• Prompt:
Where does the string "stone" appear in the records? Copy every line that contains it.

• Material provided:
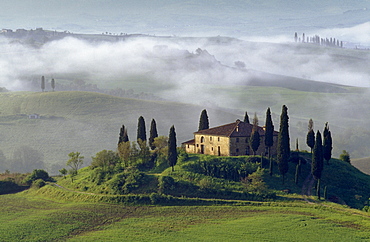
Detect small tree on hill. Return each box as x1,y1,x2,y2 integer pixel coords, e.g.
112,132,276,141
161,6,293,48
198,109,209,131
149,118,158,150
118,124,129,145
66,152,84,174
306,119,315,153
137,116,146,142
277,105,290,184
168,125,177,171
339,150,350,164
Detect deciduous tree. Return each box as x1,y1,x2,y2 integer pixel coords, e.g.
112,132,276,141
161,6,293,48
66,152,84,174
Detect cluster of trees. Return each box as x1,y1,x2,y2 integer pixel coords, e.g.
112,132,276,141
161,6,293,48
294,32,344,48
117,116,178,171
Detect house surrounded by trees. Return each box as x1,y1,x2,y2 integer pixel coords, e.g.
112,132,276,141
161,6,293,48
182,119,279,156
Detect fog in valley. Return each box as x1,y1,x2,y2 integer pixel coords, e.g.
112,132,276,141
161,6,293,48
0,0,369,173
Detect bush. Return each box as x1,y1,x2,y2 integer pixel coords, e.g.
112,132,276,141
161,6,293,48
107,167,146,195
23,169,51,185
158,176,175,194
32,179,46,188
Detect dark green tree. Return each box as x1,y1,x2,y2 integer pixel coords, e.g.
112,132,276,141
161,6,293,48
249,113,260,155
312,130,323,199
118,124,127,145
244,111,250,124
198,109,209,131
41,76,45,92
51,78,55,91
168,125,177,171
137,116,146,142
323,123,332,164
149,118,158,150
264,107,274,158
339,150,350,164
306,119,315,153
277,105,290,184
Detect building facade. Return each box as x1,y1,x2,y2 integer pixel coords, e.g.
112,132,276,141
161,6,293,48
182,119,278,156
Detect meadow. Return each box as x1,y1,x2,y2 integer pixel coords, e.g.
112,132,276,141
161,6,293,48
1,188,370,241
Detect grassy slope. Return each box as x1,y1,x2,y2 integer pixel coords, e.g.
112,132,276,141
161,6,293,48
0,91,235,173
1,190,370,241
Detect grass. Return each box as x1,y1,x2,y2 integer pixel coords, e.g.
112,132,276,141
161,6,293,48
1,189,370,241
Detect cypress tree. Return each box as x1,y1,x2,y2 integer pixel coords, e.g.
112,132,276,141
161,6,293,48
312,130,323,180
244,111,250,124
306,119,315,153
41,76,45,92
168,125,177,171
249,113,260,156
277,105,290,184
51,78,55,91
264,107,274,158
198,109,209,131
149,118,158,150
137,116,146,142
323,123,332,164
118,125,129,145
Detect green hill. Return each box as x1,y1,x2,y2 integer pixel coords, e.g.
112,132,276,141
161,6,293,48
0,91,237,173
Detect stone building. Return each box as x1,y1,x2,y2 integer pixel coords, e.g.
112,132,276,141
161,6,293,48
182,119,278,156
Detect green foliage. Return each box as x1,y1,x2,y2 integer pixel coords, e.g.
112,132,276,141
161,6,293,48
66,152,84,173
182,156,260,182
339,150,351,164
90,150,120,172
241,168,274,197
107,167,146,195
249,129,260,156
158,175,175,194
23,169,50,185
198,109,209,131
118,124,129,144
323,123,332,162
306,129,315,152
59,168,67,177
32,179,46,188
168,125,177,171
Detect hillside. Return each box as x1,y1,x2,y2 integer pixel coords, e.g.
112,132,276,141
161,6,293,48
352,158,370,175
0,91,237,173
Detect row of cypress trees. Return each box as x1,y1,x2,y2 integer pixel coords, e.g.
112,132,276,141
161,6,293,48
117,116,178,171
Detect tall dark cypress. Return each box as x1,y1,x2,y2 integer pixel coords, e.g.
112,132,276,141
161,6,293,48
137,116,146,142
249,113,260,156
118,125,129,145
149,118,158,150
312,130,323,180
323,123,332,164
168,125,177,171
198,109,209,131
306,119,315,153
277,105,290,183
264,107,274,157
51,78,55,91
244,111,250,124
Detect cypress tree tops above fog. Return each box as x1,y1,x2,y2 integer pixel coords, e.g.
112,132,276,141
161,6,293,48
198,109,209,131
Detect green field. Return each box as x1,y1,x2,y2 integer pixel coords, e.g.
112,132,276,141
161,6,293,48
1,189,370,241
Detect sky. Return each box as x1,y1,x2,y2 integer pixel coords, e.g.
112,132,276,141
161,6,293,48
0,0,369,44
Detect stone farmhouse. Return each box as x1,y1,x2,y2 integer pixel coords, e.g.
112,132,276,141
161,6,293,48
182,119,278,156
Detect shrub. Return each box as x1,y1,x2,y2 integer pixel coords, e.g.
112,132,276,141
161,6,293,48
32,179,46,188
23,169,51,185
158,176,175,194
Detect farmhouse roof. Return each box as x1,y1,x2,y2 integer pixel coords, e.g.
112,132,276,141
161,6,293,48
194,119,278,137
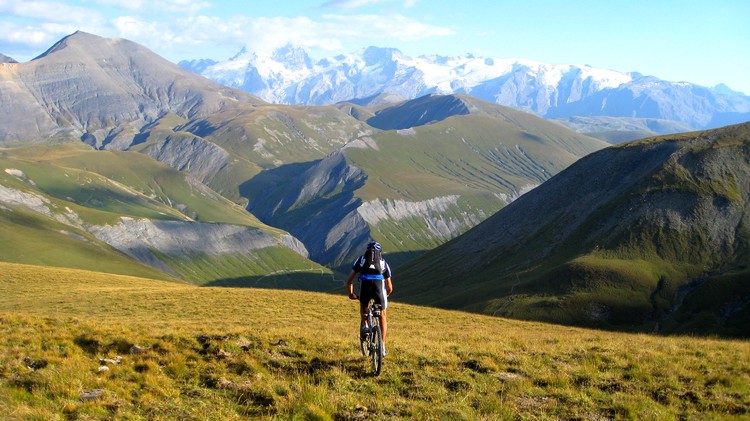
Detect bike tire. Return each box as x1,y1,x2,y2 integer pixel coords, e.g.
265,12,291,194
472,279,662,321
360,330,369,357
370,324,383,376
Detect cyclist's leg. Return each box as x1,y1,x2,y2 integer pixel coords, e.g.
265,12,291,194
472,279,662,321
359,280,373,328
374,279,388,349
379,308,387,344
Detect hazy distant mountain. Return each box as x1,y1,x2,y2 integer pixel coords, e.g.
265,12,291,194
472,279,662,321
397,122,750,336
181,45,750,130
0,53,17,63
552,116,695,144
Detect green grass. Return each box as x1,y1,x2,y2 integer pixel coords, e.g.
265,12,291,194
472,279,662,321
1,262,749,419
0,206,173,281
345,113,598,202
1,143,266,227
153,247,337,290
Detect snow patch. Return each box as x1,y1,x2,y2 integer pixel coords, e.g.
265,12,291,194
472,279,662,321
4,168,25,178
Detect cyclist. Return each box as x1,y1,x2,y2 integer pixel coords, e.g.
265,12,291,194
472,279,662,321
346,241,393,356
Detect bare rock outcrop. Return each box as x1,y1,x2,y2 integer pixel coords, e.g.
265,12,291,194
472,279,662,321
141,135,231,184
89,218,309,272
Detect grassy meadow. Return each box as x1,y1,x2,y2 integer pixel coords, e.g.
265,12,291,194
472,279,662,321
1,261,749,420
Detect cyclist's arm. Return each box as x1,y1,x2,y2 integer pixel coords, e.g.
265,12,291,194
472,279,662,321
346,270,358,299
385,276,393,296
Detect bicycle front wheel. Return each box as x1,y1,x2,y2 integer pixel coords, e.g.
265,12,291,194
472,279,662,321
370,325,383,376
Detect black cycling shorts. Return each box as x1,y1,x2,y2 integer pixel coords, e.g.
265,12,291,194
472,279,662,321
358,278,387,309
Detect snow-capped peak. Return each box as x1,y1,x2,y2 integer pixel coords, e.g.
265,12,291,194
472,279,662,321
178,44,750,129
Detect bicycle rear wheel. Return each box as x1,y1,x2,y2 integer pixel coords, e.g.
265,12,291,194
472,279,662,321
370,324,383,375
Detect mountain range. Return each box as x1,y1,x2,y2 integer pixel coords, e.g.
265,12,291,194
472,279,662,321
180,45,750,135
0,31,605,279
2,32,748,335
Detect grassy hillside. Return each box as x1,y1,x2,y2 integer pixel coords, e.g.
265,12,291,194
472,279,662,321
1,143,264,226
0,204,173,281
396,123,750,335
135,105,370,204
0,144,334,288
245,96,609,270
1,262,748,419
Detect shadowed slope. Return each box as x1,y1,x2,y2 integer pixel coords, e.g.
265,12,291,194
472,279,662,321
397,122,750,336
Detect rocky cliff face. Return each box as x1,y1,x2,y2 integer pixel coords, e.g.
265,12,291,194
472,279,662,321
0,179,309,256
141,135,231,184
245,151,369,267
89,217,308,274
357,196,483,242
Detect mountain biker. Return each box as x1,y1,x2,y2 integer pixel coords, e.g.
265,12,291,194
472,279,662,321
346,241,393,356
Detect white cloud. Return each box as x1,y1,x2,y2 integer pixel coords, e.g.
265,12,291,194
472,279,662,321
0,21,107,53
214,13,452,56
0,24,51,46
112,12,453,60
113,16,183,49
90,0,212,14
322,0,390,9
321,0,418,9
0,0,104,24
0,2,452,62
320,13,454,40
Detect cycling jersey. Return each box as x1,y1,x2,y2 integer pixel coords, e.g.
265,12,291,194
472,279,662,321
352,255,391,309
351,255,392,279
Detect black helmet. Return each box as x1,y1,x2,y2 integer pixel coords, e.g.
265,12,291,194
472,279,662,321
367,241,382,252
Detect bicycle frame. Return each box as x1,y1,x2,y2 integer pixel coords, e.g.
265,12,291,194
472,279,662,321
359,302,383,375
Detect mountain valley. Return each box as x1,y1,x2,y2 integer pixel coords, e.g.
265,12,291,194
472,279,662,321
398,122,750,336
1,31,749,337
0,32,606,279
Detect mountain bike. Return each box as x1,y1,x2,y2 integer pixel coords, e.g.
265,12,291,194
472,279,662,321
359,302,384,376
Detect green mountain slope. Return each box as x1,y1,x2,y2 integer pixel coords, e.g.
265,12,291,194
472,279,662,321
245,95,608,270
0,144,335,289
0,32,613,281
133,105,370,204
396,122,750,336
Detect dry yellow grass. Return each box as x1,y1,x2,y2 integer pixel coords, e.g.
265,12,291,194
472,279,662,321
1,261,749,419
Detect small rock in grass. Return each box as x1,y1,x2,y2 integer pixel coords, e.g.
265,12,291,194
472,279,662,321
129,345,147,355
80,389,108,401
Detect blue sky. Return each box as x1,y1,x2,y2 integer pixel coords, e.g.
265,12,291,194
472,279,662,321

• The answer:
Detect stone building. Return each box as x1,y1,x2,y2 integer pixel coords, e.g.
Detect stone farmhouse. Return each box as x1,y1,x2,y2 integer pixel coords, e.g.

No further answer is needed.